** Task requirements **
Look through the records below for the line holding "(format x=63, y=209)". Write it out exactly, with each following line through the line holding "(format x=320, y=438)".

===== Material provided =====

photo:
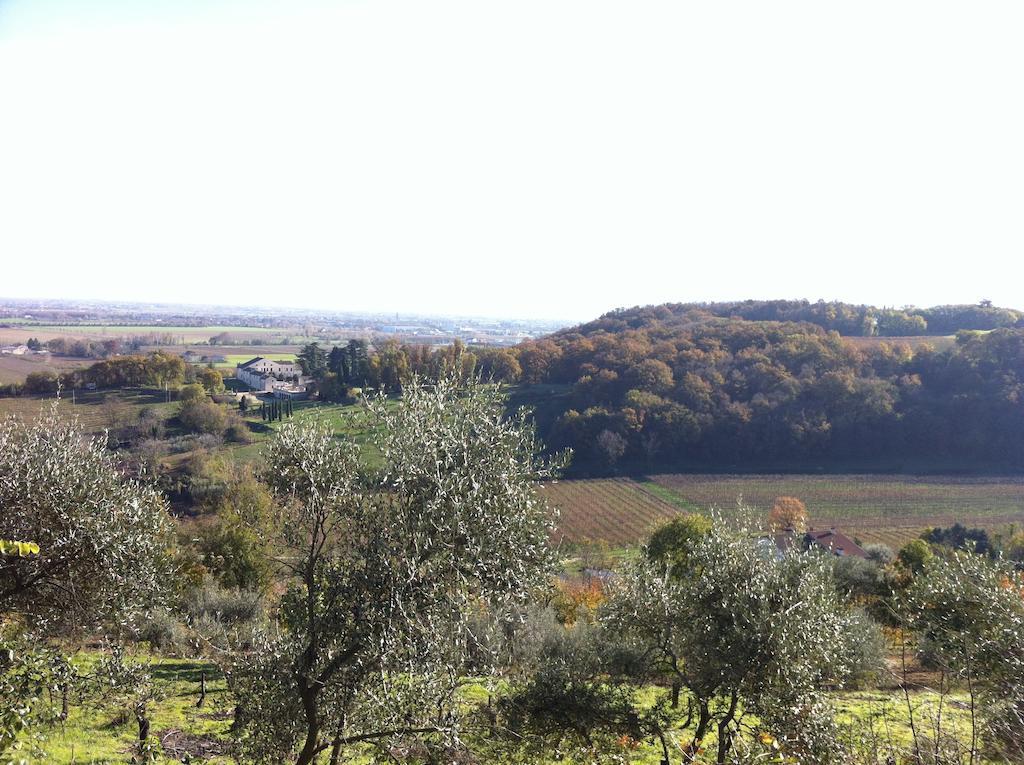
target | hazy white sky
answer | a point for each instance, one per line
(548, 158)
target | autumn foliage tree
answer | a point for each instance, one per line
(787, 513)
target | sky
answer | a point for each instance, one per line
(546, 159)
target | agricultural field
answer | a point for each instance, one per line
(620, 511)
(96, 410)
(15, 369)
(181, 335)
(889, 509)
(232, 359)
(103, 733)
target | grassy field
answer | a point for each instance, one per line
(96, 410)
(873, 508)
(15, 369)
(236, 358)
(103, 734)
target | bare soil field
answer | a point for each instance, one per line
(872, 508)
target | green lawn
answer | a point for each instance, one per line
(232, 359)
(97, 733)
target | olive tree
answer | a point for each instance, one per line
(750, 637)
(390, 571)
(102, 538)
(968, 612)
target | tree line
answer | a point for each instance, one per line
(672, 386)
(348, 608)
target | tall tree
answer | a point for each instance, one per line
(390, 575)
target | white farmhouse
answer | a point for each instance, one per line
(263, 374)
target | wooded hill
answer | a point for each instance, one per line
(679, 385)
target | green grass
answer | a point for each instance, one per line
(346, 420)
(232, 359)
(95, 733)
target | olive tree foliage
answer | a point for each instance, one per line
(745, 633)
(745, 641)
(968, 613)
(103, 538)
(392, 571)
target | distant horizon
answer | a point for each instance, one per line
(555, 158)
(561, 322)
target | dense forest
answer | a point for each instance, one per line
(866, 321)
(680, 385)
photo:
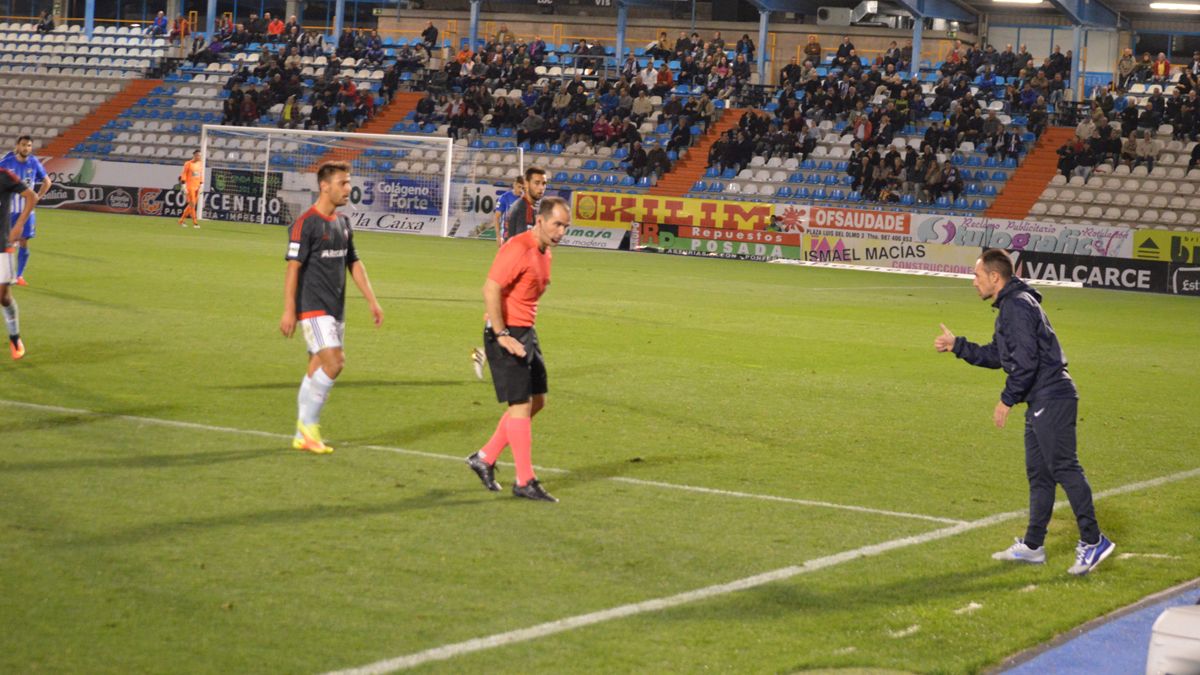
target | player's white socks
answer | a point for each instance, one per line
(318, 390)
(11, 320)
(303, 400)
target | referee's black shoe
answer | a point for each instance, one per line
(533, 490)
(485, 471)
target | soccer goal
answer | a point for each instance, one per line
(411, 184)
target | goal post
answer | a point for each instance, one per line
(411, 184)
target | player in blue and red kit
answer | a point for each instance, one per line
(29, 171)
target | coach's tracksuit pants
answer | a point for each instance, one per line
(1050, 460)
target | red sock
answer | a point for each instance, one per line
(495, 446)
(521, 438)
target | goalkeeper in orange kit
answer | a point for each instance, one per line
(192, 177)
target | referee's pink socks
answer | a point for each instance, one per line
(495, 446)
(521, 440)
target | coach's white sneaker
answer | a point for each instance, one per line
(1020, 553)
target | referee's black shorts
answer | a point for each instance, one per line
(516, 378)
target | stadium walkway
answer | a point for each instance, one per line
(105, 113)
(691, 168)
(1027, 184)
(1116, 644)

=====
===== Material provided =====

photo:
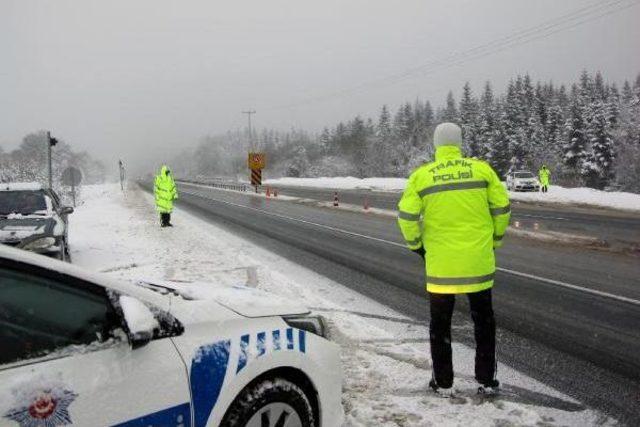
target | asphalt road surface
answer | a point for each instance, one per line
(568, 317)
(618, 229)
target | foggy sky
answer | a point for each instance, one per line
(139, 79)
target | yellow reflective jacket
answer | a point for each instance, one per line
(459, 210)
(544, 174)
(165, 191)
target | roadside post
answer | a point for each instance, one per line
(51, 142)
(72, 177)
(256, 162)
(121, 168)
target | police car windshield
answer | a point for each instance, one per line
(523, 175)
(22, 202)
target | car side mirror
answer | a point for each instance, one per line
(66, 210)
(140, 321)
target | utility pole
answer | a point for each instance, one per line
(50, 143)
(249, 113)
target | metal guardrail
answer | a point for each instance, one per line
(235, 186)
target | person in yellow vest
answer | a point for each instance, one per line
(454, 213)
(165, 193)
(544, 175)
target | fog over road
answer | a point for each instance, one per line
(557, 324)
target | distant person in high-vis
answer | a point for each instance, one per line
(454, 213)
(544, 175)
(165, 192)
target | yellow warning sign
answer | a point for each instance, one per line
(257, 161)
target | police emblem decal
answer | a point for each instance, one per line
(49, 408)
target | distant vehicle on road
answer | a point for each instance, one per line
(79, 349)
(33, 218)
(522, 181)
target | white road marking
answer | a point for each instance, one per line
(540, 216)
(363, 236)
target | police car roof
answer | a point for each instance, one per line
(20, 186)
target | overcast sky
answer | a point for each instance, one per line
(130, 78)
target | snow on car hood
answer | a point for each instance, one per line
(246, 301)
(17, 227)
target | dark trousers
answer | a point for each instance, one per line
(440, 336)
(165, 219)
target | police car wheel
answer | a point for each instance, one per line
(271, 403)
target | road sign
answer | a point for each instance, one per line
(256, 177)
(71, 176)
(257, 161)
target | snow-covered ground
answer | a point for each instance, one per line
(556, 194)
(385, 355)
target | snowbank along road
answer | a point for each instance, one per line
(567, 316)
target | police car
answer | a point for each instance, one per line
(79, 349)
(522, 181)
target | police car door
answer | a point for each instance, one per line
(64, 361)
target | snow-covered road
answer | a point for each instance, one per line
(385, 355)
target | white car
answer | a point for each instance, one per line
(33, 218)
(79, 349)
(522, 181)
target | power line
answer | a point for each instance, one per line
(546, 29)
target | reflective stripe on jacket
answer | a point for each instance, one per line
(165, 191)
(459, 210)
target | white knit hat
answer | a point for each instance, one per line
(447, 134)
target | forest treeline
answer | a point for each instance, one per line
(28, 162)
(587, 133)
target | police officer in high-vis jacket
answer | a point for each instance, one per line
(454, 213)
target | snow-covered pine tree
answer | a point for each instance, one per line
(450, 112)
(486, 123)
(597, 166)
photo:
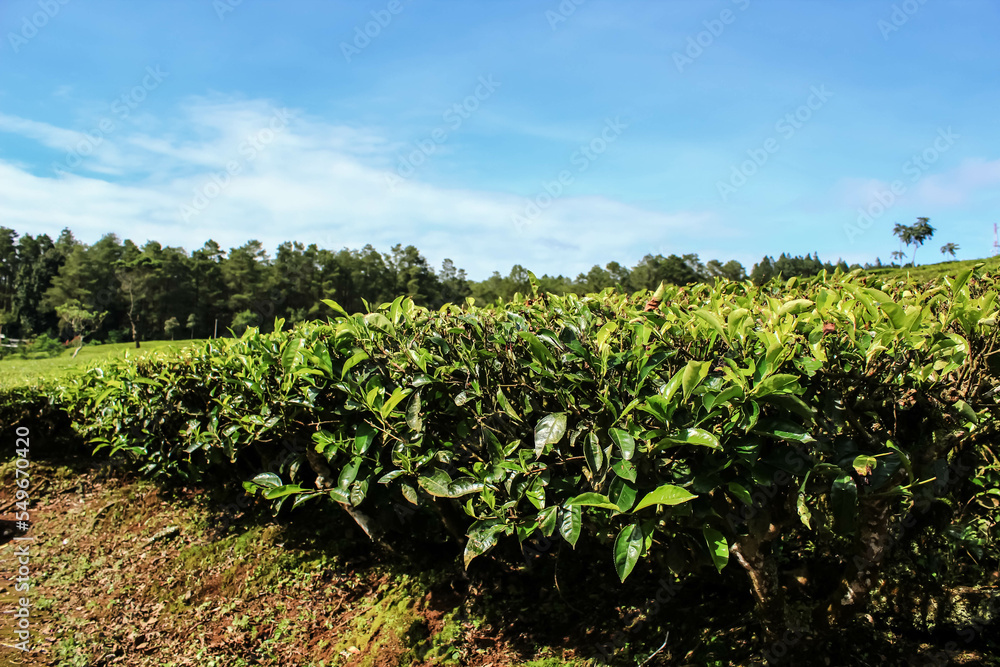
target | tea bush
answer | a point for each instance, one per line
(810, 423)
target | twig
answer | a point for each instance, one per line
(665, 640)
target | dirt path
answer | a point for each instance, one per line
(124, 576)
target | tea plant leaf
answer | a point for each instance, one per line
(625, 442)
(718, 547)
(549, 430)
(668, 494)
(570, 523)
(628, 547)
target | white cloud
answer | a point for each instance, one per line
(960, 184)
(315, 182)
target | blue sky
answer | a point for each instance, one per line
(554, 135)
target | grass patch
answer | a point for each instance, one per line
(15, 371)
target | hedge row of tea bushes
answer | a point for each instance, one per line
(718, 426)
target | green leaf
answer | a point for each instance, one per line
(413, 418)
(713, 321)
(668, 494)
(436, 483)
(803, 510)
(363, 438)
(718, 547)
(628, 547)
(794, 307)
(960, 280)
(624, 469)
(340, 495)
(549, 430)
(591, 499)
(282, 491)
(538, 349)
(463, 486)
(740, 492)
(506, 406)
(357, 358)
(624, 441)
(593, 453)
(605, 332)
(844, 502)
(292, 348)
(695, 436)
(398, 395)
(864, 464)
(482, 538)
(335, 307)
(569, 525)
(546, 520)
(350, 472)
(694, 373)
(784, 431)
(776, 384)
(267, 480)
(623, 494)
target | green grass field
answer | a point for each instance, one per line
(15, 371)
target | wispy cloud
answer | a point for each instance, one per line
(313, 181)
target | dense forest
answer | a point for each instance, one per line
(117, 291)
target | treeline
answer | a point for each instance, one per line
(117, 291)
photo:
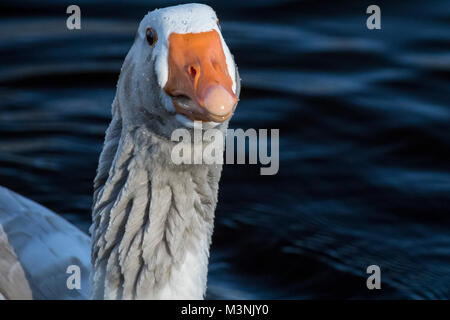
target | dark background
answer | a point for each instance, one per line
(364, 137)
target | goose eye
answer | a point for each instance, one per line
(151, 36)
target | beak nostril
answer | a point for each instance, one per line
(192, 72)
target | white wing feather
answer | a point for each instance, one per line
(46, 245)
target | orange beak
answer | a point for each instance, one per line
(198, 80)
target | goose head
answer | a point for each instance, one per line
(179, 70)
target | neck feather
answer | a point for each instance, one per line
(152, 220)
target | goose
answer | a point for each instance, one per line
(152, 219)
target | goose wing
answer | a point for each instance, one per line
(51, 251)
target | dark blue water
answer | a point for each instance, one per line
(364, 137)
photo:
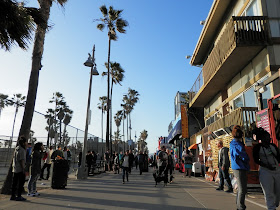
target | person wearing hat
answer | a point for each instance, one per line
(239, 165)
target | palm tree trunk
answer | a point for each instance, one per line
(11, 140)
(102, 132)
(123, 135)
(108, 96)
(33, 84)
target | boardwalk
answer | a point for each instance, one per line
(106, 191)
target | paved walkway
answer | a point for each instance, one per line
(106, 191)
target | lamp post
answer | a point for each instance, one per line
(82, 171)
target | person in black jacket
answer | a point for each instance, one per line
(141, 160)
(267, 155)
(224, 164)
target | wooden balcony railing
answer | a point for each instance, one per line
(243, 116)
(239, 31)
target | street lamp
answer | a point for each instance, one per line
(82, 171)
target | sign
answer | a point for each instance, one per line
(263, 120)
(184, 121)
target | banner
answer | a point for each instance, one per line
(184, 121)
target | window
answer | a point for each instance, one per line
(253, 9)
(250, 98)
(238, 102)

=====
===== Material provided =====

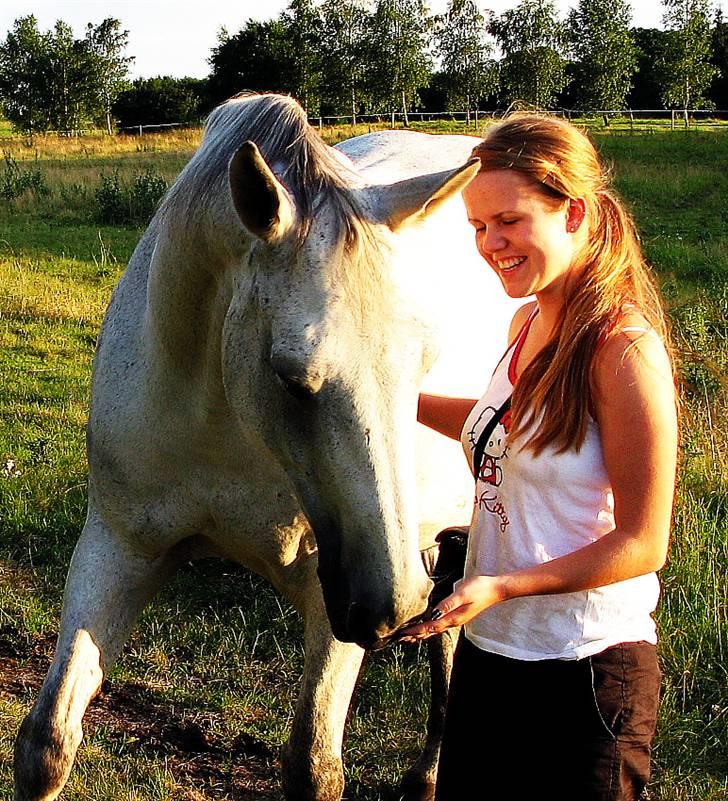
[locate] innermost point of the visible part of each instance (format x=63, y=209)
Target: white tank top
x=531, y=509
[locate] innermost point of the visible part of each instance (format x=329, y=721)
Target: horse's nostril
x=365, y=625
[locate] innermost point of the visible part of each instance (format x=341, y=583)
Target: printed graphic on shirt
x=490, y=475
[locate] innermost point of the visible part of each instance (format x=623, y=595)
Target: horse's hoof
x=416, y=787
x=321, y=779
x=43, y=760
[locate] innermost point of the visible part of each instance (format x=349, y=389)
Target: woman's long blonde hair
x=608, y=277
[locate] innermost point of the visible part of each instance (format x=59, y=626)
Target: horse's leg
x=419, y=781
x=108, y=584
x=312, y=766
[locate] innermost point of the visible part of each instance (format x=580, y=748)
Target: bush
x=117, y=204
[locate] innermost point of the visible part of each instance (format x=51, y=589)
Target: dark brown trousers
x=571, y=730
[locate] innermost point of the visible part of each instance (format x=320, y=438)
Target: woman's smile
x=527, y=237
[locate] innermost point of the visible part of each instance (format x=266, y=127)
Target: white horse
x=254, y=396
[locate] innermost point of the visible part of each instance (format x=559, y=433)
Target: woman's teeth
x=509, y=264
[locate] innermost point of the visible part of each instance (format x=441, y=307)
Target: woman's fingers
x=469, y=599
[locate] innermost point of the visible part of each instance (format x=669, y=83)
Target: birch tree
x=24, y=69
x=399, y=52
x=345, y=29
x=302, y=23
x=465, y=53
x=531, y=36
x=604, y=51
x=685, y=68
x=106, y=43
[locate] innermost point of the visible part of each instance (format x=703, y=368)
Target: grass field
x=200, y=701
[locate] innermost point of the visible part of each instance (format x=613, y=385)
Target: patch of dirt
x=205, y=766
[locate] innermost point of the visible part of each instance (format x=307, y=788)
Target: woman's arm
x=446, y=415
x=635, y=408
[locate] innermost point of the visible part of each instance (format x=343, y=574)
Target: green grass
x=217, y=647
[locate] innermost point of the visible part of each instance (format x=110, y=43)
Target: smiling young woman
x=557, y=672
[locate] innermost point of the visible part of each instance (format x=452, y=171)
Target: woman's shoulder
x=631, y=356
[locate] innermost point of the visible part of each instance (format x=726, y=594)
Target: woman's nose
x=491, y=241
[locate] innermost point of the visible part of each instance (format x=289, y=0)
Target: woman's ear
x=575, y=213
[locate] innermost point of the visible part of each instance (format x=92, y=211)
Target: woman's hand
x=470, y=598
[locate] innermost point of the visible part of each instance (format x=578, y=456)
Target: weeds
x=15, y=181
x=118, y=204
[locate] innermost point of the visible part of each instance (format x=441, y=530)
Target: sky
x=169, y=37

=====

** Exercise output **
[locate] innermost point of the visible part of each instance (format x=63, y=209)
Target: white tank top
x=531, y=509
[locate] innermost point of the visible part of each instance (format x=329, y=721)
Target: horse's nostril
x=365, y=625
[locate] innermost point of the visible part of each instance (format x=341, y=583)
Target: printed graphic on shirt
x=490, y=475
[locate] innermost point of the visible part of each instance (format x=623, y=595)
Target: horse's hoof
x=416, y=787
x=321, y=779
x=43, y=760
[locate] innermost point of the visible part of each instance (format x=349, y=389)
Target: woman's long blonde hair
x=608, y=277
[locate] innermost point of the visible part of each instance (format x=59, y=626)
Target: horse's leg
x=419, y=781
x=108, y=584
x=312, y=766
[locate] innermost point of the visible part of each instance (format x=580, y=748)
Target: bush
x=117, y=204
[locate] innermost point of the visible part of each instance (format x=51, y=589)
Target: dark brown trousers
x=571, y=730
[locate] innermost point of the visible part of each instance (format x=320, y=438)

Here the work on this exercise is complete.